**Instructions to follow**
The expected answer is the full listing, repeated exactly and free of images.

**Records provided**
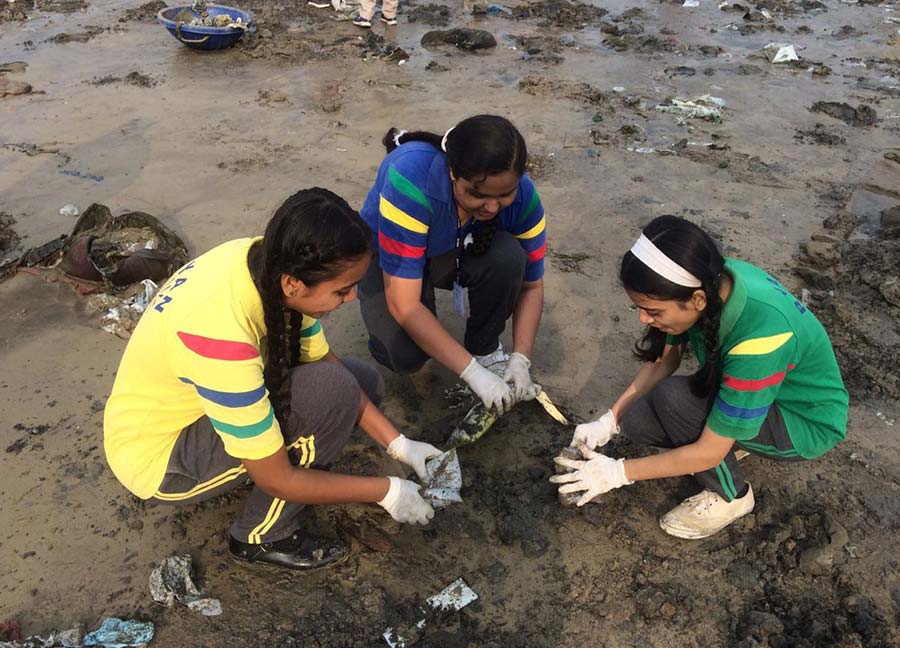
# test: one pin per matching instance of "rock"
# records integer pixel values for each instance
(891, 217)
(760, 625)
(463, 38)
(862, 115)
(820, 254)
(817, 561)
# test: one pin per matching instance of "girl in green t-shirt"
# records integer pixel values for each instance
(768, 381)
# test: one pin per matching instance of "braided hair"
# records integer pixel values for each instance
(477, 147)
(695, 251)
(314, 236)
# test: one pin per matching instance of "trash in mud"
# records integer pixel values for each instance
(704, 107)
(862, 115)
(119, 633)
(780, 53)
(463, 38)
(474, 425)
(444, 480)
(454, 597)
(550, 408)
(171, 581)
(122, 312)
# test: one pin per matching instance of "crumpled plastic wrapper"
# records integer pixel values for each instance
(444, 480)
(171, 581)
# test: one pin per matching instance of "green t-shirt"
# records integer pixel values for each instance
(773, 350)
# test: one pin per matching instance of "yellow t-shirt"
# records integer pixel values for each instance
(196, 352)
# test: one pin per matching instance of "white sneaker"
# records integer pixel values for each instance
(704, 514)
(494, 362)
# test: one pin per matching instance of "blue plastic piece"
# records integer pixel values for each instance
(205, 38)
(116, 633)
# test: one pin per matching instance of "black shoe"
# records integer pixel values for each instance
(299, 552)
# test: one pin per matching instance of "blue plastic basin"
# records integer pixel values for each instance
(205, 38)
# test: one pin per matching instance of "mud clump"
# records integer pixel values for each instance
(819, 134)
(576, 90)
(145, 13)
(862, 115)
(431, 14)
(462, 38)
(560, 13)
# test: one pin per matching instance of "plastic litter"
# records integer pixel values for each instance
(704, 107)
(69, 211)
(444, 480)
(119, 633)
(780, 53)
(171, 581)
(454, 597)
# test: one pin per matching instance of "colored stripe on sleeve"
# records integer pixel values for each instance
(400, 249)
(408, 189)
(227, 399)
(218, 349)
(400, 217)
(244, 431)
(309, 331)
(740, 412)
(761, 346)
(537, 255)
(534, 231)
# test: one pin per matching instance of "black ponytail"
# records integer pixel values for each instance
(312, 237)
(695, 251)
(477, 147)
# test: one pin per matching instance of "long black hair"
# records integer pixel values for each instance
(314, 236)
(695, 251)
(476, 148)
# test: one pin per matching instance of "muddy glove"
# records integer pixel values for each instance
(599, 475)
(489, 387)
(596, 434)
(517, 376)
(413, 453)
(405, 504)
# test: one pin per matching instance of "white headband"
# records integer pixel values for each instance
(398, 135)
(652, 257)
(444, 140)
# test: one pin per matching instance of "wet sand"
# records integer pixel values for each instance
(212, 143)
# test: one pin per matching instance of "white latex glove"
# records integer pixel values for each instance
(589, 436)
(599, 475)
(489, 387)
(519, 379)
(413, 453)
(405, 504)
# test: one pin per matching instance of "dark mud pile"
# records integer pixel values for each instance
(854, 284)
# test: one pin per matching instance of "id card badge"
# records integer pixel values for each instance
(460, 300)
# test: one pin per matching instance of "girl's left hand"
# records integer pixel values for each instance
(518, 376)
(596, 476)
(413, 453)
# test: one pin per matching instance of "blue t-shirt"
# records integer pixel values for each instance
(413, 215)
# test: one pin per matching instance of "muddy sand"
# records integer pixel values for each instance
(796, 169)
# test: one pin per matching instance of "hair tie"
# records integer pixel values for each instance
(444, 140)
(654, 258)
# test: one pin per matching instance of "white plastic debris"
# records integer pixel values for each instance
(704, 107)
(444, 480)
(780, 53)
(171, 581)
(69, 211)
(455, 596)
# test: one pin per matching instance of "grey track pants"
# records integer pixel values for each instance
(493, 281)
(670, 416)
(324, 412)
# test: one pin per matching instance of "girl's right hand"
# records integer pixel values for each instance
(593, 435)
(493, 391)
(405, 504)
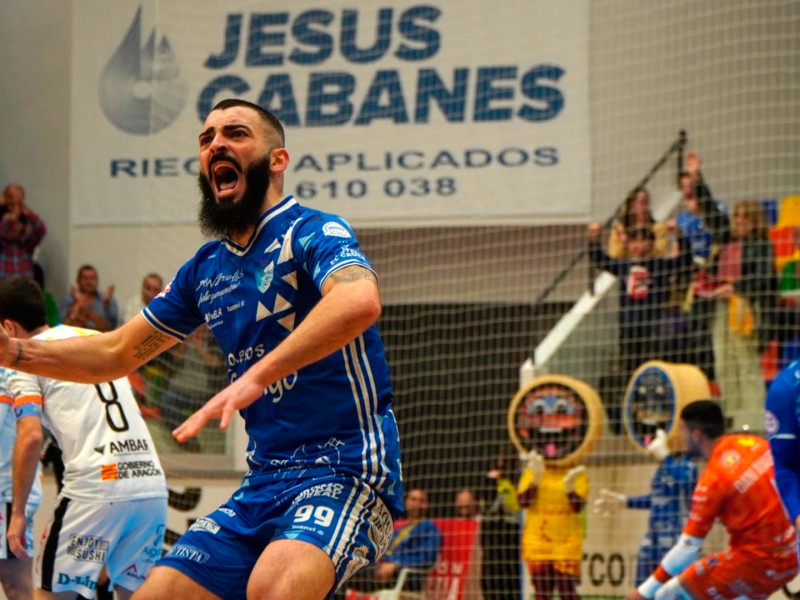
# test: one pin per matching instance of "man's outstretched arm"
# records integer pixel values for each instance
(87, 359)
(350, 304)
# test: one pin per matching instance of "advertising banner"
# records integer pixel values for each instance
(397, 113)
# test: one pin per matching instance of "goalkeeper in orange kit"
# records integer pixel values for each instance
(738, 486)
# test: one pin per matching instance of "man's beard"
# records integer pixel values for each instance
(226, 218)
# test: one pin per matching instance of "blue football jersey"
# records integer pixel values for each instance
(781, 422)
(332, 415)
(670, 496)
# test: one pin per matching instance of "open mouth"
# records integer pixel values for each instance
(225, 177)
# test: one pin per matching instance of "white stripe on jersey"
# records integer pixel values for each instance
(354, 492)
(364, 504)
(369, 406)
(379, 444)
(359, 412)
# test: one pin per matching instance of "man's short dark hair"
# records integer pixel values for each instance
(705, 415)
(22, 300)
(267, 116)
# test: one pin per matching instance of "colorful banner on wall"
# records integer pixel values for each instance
(397, 113)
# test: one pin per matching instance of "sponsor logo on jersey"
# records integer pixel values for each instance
(227, 283)
(88, 548)
(129, 446)
(84, 580)
(331, 490)
(264, 278)
(729, 458)
(109, 472)
(234, 307)
(189, 553)
(771, 423)
(278, 388)
(133, 572)
(138, 468)
(205, 524)
(333, 229)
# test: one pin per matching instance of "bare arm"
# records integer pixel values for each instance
(350, 304)
(87, 359)
(26, 458)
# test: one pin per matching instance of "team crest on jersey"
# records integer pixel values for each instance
(729, 458)
(771, 423)
(264, 278)
(333, 229)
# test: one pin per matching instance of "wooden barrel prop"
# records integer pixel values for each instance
(558, 416)
(654, 397)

**Result of this task**
# test: one pin per matching instance of "rock"
# records integer pixel values for each instance
(891, 217)
(760, 625)
(463, 38)
(862, 115)
(820, 254)
(817, 561)
# test: one pin per matching instance of "girl in green t-shirt"
# records integer pixel values for each instance
(768, 381)
# test: one pin per matching instance of "braided hair"
# records integer pixel values for each instance
(477, 147)
(695, 251)
(314, 236)
# test: one pin per matching instance of "trash in mud"
# records integer pixel values for each instance
(704, 107)
(862, 115)
(119, 633)
(780, 53)
(463, 38)
(474, 425)
(444, 480)
(454, 597)
(550, 408)
(171, 581)
(122, 312)
# test: one pin per matching instance of "crumpled plastic wrapper"
# records integer pixel values for each instance
(444, 480)
(171, 581)
# test: one pin per matching instance of "green t-shirt"
# records integer pixel values for each instance
(773, 350)
# test: one pin per matching instance of "yellow t-shirt"
# records integer pixel values for each instance
(196, 352)
# test: one pin per matching instance of "white sneaker"
# records integer pixel values for each instance
(704, 514)
(494, 362)
# test: one pin per matching instance of "blue plastic piece"
# records integer pixel values for each instance
(205, 38)
(116, 633)
# test: one pin per matching instance of "black shoe"
# records integer pixel values for each instance
(299, 552)
# test: one pin per matching instance of "blue plastic basin"
# records integer pixel values for each instance
(205, 38)
# test: one pin per matching instance of "mud clump"
# records integer pixel values for each instance
(819, 134)
(576, 90)
(145, 13)
(862, 115)
(431, 14)
(462, 38)
(560, 13)
# test: one pin per matching instance of "plastic litter"
# records integer pixel values for each instance
(704, 107)
(69, 211)
(444, 480)
(119, 633)
(780, 53)
(171, 581)
(454, 597)
# test: one pin per matching instance of "colored stripe on sleeve"
# records integer pixel values for each instance
(400, 249)
(408, 189)
(227, 399)
(218, 349)
(400, 217)
(244, 431)
(309, 331)
(740, 412)
(761, 346)
(537, 255)
(534, 231)
# test: one pin per matching instance of "black ponytail"
# records integer pixel values for each instance
(312, 237)
(695, 251)
(477, 147)
# test: one pin per matching instance of "long black hair"
# records integer pixel values for each instance
(314, 236)
(695, 251)
(476, 148)
# test: one pin per matching instance of "muddy glove"
# records integer pixel values for each instance
(599, 475)
(489, 387)
(596, 434)
(517, 376)
(413, 453)
(405, 504)
# test: one pin per matching instance of "white headband"
# records integer pixel values for each instance
(398, 135)
(652, 257)
(444, 140)
# test: one pin per matching instance of "wet sand"
# records integer pixel values for each instance
(212, 143)
# test: one pin per matching instance of "white latex glove"
# records integer pixel values for each instance
(589, 436)
(599, 475)
(489, 387)
(519, 379)
(413, 453)
(405, 504)
# test: one pin per matching instance of "dark mud pile"
# records integer pixel values for each instance
(854, 284)
# test: one pin per matching instance of "id card badge"
# records integer pixel values for each instance
(460, 300)
# test: one pin per matching instance of "girl's left hand"
# records integer pixel values for each instance
(518, 376)
(596, 476)
(413, 453)
# test: one pin per matching instance of "blue t-shirt"
# records integer pixel values for each instance
(413, 215)
# test: one pin per matching instance of "muddy sand"
# records integer pixel values for each instance
(796, 169)
# test: one pin per matching instance of "hair tie"
# records integer pixel values for each instance
(444, 140)
(654, 258)
# test: one pin per matching instance of "white plastic debris"
# records integer pixel values for each instance
(704, 107)
(444, 480)
(780, 53)
(171, 581)
(69, 211)
(455, 596)
# test: one pin per matching instance of "grey track pants"
# records integer pixel values for each instance
(493, 281)
(670, 416)
(324, 412)
# test: one pin per matching instance of "girl's right hand"
# records integer pixel values for each instance
(593, 435)
(493, 391)
(405, 504)
# test: one pin per matching instance of "man's outstretched arm"
# records integer pixel values for each instance
(87, 359)
(350, 304)
# test: one pin per matching instance of "advertising banner"
# records integer pixel values for each instance
(397, 113)
# test: one pin per matching instance of "goalkeeper in orange kit"
# records integer pixel values for each instance
(738, 486)
# test: one pin per matching instance of "man's beard"
# records integer pixel values for each instance
(226, 218)
# test: one pin per matching instance of "blue football jersey"
# records integer pixel values for each instance
(781, 422)
(332, 415)
(670, 496)
# test: one pin per matching instance of "open mouth"
# records integer pixel values for each instance
(225, 177)
# test: one pin per matching instance of "white stripe on jersey"
# records integer pixel values for each instance
(354, 492)
(364, 504)
(369, 406)
(379, 444)
(359, 412)
# test: one pin per matching instance of "man's short dark hair"
# records integer pixel values for each instance
(705, 415)
(22, 300)
(267, 116)
# test: one pin per matching instance of "colorful banner on wall"
# records integer pixel values for each instance
(397, 113)
# test: one pin per matching instance of "sponsor logo on jersey"
# records integer pixel values for each instance
(227, 283)
(88, 548)
(129, 446)
(84, 580)
(331, 490)
(264, 278)
(729, 458)
(109, 472)
(234, 307)
(189, 553)
(771, 423)
(278, 388)
(133, 572)
(138, 468)
(205, 524)
(333, 229)
# test: one pin per matching instance of "bare arm"
# records integer pixel values for each instance
(350, 304)
(87, 359)
(26, 458)
# test: one pin per matching instance of "team crest on jersey"
# records integer pixel values for each instance
(729, 458)
(771, 423)
(264, 278)
(333, 229)
# test: one pin per matching instance of "wooden barrel prop"
# records integer pixel values for each instance
(558, 416)
(654, 397)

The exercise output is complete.